AIM:
Render the part of the data that opens with the line containing "Trace the outline of every instance of the dirty" and runs through the end of the data as a JSON list of strings, one per line, with blank lines left out.

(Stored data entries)
● ● ●

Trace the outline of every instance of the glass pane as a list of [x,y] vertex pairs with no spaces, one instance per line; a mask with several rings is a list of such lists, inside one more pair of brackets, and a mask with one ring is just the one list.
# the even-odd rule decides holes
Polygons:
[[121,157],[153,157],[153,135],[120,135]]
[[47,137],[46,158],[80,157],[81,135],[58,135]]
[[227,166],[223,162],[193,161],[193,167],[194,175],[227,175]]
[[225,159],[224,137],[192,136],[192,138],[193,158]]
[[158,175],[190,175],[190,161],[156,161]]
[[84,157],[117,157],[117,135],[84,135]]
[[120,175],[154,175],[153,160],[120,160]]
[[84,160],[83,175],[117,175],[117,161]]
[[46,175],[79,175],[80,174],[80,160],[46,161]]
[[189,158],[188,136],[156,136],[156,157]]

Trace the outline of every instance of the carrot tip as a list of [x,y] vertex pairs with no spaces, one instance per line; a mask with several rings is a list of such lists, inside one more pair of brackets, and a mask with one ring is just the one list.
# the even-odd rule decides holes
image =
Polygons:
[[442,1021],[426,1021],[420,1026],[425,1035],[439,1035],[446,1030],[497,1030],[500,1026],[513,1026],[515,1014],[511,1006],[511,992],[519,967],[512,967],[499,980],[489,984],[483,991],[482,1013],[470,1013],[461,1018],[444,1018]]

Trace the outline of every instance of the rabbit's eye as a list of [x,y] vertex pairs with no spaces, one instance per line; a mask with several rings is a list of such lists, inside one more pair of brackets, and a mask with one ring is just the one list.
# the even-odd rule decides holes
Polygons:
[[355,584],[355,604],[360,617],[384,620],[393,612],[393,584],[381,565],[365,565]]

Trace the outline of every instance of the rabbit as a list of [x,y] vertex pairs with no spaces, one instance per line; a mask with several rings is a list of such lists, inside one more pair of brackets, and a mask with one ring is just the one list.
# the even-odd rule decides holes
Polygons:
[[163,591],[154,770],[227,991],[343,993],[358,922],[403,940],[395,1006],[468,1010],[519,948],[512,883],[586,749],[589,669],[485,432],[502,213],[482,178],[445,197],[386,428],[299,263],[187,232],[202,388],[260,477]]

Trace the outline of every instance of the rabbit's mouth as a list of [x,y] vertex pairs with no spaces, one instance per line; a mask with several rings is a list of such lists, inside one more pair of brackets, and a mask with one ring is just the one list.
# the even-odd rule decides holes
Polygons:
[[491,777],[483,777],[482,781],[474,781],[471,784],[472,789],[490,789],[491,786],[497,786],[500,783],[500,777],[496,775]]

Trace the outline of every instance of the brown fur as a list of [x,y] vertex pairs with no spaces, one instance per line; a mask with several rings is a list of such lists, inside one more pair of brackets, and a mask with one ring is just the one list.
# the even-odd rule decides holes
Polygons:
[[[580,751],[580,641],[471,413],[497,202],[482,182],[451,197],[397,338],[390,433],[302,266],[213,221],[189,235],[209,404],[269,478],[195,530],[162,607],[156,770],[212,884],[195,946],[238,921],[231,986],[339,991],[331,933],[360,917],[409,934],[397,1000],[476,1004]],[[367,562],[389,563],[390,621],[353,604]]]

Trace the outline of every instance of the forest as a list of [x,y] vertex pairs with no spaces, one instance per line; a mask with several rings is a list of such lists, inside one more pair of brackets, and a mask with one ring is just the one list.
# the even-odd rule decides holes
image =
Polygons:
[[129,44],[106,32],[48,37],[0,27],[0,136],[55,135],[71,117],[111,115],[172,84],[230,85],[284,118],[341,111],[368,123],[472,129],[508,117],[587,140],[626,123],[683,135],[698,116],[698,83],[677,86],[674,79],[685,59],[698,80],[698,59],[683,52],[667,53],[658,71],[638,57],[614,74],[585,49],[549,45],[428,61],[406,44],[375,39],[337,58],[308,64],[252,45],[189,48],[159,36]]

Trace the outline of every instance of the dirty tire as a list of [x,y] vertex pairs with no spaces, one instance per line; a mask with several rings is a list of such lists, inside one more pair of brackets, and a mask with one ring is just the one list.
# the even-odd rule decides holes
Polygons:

● ● ●

COMPLETE ANSWER:
[
  "Trace the outline of every instance of the dirty tire as a list of [x,y] vertex pairs with no spaces, one instance per line; a mask with several rings is a list of such lists, inside one more pair of brackets, and a mask with one ring is just the one list.",
  "# the even-odd rule decides holes",
  "Polygons:"
]